> **THINGS TO DO**:
A. In the Sheek Louch biography, reproduce the stretch from "Sean Divine Jacobs" through "P and Jadakiss.", substituting "musician" for "rapper".
B. Answer these from the Sheek Louch biography:
(i) On what date was The LOX's first album, Money, Power & Respect, released?
(ii) With which management company did The LOX sign a record deal after leaving Bad Boy Records?
(iii) In what city did Sheek open a D-Block car wash and gas station in October 2006?

> **SELECTION**:
....
Sean Divine Jacobs (born September 30, 1976), better known as Sheek Louch, is an American rapper best known as a member of The LOX and founder of D-Block Records, along with Styles P and Jadakiss.

Personal life and career 
At around the age of 12, he was inspired to rhyme by his friend Jason Phillips (Jadakiss). He and Jason would later form The LOX with Styles P. Mary J. Blige "discovered" the trio, and they would soon be signed to Sean Combs's Bad Boy Records. Their first album, Money, Power & Respect, was released on January 13, 1998.

Sheek and his fellow LOX members later parted ways with Bad Boy Records, and signed a record deal with their management company, Ruff Ryders, after the company formed a record label in the late 1990s. Ruff Ryders was also home to DMX. The group's second album, We Are the Streets, was released on January 25, 2000. Meanwhile, Sheek, an aspiring entrepreneur, began working on their D-Block brand, building a studio, and looking for new talent to join their roster. In October 2006 he opened a D-Block car wash and gas station in their hometown of Yonkers, New York.
....
> **RAW RECORDS**:

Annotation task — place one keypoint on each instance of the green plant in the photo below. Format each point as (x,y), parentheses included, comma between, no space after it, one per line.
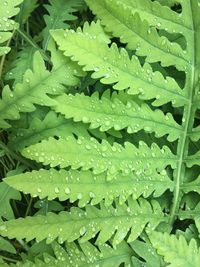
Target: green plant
(102,132)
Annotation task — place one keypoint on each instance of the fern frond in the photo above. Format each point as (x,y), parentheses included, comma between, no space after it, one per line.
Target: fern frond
(193,214)
(158,15)
(51,125)
(88,255)
(116,67)
(146,253)
(107,114)
(85,224)
(176,251)
(36,87)
(26,8)
(84,255)
(85,187)
(22,62)
(6,194)
(7,25)
(90,154)
(59,11)
(118,17)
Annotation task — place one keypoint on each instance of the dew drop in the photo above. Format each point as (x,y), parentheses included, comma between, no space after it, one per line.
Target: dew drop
(67,190)
(82,230)
(56,190)
(39,190)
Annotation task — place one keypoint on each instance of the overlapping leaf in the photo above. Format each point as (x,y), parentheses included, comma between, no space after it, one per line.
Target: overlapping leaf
(126,219)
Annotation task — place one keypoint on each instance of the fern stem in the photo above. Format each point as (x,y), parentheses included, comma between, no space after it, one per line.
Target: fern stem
(4,57)
(9,259)
(16,156)
(29,40)
(188,115)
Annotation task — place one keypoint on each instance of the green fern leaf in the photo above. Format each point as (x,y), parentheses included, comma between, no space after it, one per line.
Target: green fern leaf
(116,67)
(84,255)
(7,25)
(59,11)
(35,87)
(23,61)
(51,125)
(106,113)
(85,224)
(26,8)
(176,251)
(118,17)
(89,154)
(6,194)
(85,187)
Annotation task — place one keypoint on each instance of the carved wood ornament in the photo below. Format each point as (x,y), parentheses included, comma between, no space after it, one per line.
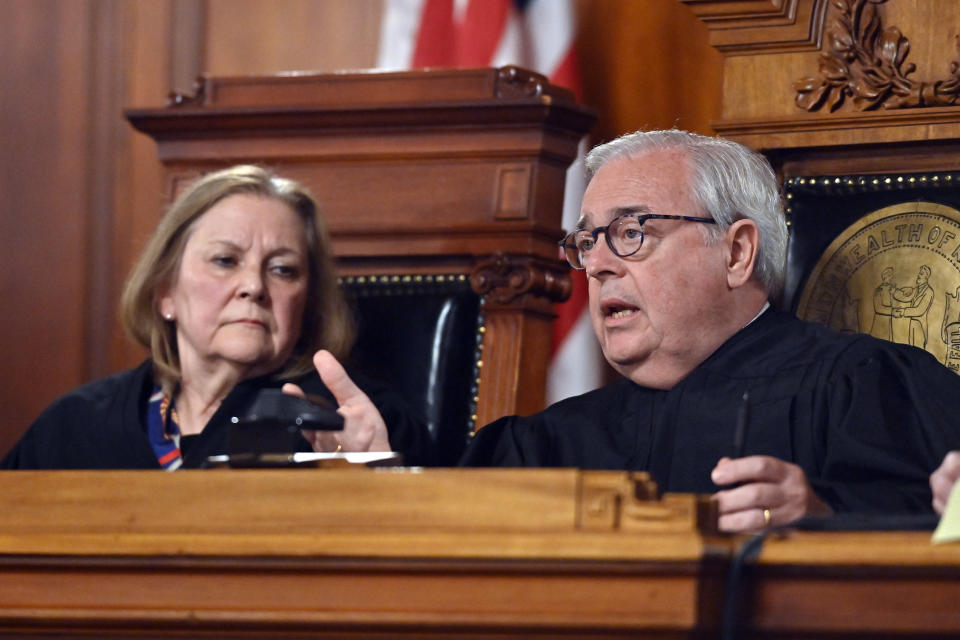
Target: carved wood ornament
(867,62)
(505,278)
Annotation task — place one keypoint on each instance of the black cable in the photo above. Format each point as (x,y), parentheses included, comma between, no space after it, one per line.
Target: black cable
(730,623)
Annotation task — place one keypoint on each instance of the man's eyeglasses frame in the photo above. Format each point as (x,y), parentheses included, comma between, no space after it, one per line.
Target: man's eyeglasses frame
(573,253)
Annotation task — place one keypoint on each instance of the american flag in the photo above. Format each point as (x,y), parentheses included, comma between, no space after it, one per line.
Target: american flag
(537,35)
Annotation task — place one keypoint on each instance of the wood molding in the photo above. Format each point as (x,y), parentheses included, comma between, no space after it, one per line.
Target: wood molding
(866,62)
(751,26)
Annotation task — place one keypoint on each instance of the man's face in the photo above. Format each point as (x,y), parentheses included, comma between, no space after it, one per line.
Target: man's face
(652,311)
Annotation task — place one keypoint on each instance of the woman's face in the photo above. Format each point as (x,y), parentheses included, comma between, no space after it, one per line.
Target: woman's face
(238,297)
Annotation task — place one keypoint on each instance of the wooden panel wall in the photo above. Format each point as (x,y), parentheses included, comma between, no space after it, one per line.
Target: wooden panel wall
(81,191)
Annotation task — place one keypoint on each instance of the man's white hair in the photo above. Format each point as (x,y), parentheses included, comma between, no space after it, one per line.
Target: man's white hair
(730,182)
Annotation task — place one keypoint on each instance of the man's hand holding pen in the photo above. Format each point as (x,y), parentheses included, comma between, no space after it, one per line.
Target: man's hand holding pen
(764,491)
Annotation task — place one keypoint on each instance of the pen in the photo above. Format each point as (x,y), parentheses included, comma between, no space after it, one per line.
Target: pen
(740,432)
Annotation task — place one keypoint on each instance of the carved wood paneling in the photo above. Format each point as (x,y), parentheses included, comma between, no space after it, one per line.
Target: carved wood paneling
(749,26)
(866,61)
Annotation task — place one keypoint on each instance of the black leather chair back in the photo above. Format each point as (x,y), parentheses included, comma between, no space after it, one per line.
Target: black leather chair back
(421,334)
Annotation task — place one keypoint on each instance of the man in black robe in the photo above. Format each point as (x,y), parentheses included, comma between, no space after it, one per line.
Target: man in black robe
(693,250)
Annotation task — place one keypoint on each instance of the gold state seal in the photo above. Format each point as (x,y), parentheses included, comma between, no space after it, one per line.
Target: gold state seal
(895,274)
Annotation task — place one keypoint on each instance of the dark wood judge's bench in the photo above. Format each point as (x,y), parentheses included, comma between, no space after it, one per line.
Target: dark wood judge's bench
(345,553)
(460,174)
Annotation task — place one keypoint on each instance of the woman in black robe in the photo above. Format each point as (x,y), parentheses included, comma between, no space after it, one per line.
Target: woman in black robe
(235,293)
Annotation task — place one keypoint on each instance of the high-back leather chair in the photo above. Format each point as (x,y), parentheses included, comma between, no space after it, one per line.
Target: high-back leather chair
(421,334)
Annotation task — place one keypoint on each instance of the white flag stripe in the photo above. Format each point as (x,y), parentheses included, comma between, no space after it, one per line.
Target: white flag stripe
(398,34)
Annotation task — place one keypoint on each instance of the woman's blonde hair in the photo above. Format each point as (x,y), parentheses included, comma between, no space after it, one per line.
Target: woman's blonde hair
(326,320)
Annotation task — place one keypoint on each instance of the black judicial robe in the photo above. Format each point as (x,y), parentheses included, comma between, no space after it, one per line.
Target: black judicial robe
(867,420)
(102,425)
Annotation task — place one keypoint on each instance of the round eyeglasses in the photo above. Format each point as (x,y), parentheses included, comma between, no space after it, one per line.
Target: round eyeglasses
(624,236)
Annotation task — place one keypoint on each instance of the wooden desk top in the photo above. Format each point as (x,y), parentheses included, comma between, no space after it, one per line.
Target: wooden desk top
(435,554)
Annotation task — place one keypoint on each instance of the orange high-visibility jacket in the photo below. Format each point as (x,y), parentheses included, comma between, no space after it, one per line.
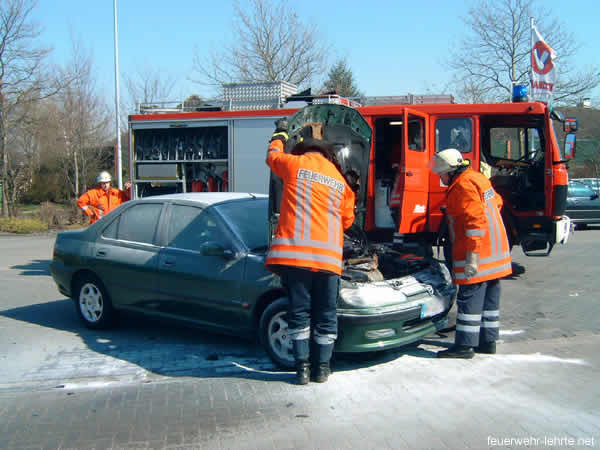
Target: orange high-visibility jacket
(317,205)
(475,225)
(96,202)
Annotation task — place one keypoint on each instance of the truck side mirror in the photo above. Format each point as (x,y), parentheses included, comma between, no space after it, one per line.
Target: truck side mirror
(570,145)
(570,125)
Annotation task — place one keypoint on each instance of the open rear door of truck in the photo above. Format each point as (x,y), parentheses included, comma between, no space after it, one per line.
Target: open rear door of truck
(413,176)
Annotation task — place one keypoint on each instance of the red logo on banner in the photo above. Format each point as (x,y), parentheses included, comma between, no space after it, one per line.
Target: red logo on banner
(541,58)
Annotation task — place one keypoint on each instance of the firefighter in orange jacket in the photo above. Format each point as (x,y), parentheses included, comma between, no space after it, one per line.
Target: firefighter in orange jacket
(480,253)
(101,200)
(317,205)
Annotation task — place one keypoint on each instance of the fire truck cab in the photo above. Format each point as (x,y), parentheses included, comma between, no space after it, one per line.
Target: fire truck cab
(388,146)
(514,144)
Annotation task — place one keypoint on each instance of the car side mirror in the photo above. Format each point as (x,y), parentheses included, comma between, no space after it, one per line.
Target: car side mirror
(212,248)
(570,145)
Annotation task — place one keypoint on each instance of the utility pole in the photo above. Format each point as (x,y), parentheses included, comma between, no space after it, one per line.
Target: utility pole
(117,109)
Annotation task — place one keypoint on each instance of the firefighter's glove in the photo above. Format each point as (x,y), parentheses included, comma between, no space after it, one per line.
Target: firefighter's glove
(280,131)
(471,263)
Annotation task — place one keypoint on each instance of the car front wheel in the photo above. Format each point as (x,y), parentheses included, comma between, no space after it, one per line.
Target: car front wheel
(274,336)
(93,304)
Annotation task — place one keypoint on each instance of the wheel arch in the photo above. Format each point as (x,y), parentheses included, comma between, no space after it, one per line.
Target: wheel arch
(80,275)
(264,301)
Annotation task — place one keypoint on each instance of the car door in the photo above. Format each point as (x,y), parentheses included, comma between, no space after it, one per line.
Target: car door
(125,255)
(583,204)
(201,267)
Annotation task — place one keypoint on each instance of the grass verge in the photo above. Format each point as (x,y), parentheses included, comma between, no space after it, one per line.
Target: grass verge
(22,226)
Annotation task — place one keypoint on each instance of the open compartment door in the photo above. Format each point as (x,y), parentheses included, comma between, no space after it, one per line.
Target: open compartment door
(412,180)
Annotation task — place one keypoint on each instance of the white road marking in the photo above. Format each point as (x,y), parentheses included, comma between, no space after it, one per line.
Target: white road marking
(511,332)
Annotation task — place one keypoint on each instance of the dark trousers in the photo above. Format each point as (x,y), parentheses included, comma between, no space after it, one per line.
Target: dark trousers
(478,318)
(312,311)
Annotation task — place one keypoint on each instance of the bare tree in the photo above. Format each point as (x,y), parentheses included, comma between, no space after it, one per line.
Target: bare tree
(83,119)
(341,79)
(23,75)
(269,43)
(495,52)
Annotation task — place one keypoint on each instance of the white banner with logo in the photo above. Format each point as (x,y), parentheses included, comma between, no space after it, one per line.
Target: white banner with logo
(543,70)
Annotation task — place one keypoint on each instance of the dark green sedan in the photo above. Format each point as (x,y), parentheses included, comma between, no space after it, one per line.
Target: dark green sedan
(199,258)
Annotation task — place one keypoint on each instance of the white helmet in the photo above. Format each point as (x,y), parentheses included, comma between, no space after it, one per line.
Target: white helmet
(103,177)
(446,161)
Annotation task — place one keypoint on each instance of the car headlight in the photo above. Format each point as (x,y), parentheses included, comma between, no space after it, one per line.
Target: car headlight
(445,273)
(370,295)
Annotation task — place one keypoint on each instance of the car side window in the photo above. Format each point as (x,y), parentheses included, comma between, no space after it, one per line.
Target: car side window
(139,223)
(191,227)
(110,232)
(576,190)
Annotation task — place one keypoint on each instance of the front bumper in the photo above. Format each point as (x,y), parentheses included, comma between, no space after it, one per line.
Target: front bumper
(395,312)
(363,335)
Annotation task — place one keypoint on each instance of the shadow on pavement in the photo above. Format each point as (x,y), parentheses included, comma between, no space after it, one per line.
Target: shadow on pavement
(36,267)
(169,349)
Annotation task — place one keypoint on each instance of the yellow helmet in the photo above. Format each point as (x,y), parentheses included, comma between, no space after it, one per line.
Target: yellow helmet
(103,177)
(446,161)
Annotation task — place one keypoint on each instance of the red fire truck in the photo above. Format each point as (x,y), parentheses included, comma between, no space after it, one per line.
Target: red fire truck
(515,144)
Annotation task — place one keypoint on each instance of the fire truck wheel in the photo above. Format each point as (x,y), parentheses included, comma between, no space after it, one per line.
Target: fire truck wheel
(273,331)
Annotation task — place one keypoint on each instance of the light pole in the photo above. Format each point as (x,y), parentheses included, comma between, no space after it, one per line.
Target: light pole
(118,112)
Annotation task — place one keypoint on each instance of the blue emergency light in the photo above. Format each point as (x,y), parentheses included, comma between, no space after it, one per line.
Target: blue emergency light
(520,93)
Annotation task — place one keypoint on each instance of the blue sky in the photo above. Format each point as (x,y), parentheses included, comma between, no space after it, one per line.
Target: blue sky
(393,47)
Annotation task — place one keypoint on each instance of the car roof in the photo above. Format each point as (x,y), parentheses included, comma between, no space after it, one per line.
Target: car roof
(206,198)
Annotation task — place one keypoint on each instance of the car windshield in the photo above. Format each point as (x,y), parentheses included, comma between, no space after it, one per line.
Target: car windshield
(249,221)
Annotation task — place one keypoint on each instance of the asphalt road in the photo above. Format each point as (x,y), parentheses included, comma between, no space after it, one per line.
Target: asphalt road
(43,342)
(158,385)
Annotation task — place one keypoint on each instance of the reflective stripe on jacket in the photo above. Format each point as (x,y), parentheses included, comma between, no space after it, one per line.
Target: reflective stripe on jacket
(316,207)
(96,202)
(475,225)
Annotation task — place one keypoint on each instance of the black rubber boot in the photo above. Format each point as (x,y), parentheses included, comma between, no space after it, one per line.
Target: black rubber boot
(486,347)
(457,351)
(302,372)
(322,372)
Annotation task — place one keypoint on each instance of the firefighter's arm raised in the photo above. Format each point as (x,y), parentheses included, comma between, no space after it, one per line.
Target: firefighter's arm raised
(126,193)
(475,226)
(276,158)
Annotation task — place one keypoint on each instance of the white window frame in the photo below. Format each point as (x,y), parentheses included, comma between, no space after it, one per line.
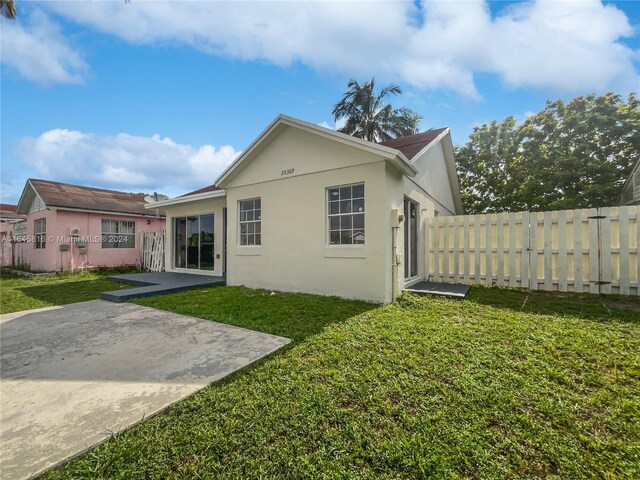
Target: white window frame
(118,226)
(40,233)
(330,215)
(254,222)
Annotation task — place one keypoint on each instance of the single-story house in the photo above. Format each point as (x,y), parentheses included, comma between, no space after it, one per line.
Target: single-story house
(70,227)
(631,189)
(308,209)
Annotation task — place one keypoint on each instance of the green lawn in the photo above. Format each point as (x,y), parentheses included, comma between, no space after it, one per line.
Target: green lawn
(502,385)
(19,293)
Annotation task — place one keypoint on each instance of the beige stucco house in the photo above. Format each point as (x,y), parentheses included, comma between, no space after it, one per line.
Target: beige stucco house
(308,209)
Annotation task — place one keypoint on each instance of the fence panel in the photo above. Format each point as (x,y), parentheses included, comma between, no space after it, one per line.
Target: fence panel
(589,250)
(152,246)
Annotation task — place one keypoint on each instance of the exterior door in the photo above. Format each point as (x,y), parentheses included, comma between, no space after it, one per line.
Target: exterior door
(410,239)
(194,242)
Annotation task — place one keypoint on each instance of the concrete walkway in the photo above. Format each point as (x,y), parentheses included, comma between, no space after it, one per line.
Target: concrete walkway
(72,374)
(157,283)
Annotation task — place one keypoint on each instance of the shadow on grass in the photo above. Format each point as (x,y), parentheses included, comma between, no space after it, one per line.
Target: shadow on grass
(565,304)
(292,315)
(69,292)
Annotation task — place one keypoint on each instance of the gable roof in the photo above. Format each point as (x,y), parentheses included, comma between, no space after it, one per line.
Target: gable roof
(411,145)
(7,208)
(394,156)
(77,197)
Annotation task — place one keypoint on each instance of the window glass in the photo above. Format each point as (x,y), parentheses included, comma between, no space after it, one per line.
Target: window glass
(346,210)
(118,234)
(250,220)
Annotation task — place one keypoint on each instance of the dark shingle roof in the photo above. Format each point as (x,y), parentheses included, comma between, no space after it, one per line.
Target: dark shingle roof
(209,188)
(413,144)
(7,207)
(63,195)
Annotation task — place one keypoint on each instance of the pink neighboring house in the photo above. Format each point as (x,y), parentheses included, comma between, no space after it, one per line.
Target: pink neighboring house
(69,227)
(8,217)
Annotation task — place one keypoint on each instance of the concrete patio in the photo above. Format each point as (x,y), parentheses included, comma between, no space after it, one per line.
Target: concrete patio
(71,375)
(157,283)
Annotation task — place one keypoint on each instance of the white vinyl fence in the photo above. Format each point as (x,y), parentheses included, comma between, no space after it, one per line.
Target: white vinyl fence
(592,250)
(152,251)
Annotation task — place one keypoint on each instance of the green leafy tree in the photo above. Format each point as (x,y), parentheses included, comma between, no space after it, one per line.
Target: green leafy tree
(369,115)
(573,155)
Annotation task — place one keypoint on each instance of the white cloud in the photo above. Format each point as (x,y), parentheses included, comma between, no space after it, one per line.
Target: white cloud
(124,162)
(572,46)
(39,52)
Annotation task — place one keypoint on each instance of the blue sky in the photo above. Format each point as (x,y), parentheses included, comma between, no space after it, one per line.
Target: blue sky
(161,96)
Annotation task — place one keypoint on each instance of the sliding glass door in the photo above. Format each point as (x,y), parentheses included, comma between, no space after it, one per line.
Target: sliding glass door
(193,242)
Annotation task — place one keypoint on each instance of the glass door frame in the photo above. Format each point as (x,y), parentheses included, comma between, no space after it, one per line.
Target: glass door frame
(185,220)
(411,242)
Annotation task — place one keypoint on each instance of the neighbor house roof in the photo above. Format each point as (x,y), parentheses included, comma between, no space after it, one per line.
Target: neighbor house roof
(8,208)
(76,197)
(210,188)
(413,144)
(8,213)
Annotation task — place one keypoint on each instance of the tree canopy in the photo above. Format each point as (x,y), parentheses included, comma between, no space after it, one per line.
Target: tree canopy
(369,116)
(573,155)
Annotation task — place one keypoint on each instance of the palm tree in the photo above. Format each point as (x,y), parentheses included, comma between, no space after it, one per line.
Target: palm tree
(368,116)
(8,9)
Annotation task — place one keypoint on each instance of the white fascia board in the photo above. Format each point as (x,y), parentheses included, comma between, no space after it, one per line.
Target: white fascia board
(395,156)
(432,143)
(188,199)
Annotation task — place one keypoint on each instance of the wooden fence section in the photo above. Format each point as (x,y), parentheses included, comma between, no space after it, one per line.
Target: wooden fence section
(152,251)
(590,250)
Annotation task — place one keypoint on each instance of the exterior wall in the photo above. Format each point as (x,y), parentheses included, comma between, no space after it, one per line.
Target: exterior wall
(215,206)
(295,255)
(59,224)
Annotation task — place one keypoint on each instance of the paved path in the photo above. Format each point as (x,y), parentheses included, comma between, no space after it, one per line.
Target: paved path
(72,374)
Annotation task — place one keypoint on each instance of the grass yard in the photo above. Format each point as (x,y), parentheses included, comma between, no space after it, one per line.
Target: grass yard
(502,385)
(19,293)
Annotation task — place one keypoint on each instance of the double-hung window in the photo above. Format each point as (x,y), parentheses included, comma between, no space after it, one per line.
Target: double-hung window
(40,231)
(118,234)
(346,214)
(250,221)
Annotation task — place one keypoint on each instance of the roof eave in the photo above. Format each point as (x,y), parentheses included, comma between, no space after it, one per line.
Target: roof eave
(187,199)
(397,158)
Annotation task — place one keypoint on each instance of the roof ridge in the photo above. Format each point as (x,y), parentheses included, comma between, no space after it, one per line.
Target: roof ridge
(86,187)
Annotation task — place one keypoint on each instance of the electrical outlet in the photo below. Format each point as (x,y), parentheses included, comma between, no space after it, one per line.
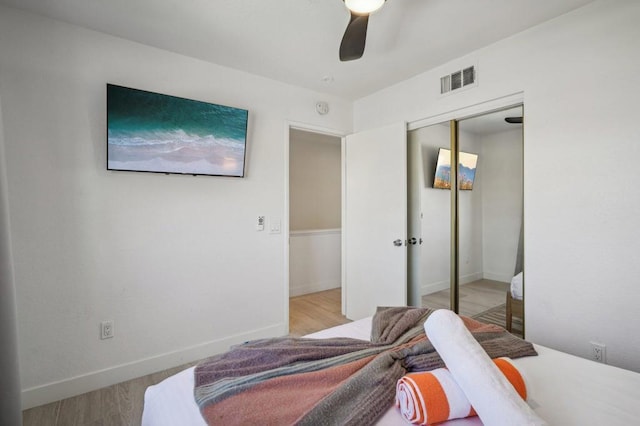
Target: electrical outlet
(599,352)
(106,329)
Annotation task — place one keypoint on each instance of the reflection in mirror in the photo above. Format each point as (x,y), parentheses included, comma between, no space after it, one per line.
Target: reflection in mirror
(429,218)
(489,220)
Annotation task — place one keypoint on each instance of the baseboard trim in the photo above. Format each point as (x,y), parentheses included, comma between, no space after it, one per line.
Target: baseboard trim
(300,290)
(55,391)
(505,278)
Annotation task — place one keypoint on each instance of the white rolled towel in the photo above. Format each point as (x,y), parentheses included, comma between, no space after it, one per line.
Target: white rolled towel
(489,392)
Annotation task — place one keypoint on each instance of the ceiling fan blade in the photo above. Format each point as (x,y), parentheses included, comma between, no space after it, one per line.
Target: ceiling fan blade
(355,36)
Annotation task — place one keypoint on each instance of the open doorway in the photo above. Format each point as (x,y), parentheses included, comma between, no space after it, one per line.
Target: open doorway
(315,211)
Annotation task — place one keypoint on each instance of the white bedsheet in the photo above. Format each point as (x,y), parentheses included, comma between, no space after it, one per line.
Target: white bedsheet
(563,390)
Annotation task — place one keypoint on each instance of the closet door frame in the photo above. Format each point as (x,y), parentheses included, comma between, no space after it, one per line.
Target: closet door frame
(453,117)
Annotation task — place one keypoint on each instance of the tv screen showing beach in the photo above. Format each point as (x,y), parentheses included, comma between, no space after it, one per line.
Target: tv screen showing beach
(152,132)
(467,164)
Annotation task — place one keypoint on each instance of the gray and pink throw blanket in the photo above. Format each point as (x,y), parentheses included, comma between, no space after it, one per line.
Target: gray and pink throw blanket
(339,381)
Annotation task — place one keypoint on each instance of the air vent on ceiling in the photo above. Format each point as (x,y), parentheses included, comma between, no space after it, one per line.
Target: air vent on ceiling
(458,80)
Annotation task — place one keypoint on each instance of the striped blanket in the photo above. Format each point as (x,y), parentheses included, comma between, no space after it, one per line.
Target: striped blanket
(339,381)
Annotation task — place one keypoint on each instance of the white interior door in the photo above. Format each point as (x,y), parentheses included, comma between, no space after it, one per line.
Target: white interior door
(375,220)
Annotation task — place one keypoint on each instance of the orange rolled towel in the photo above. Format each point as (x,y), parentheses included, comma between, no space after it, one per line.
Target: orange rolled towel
(433,396)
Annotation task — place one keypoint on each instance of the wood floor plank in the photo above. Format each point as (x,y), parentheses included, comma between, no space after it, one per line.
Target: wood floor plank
(44,415)
(314,312)
(122,404)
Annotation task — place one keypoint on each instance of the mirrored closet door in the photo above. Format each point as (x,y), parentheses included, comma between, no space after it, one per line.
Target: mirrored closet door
(468,252)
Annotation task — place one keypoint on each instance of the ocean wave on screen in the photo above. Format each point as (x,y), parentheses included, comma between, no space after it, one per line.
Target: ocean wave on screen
....
> **RESPONSES PER TASK**:
A.
Sean Divine Jacobs (born September 30, 1976), better known as Sheek Louch, is an American musician best known as a member of The LOX and founder of D-Block Records, along with Styles P and Jadakiss.

B.
(i) January 13, 1998
(ii) Ruff Ryders
(iii) Yonkers, New York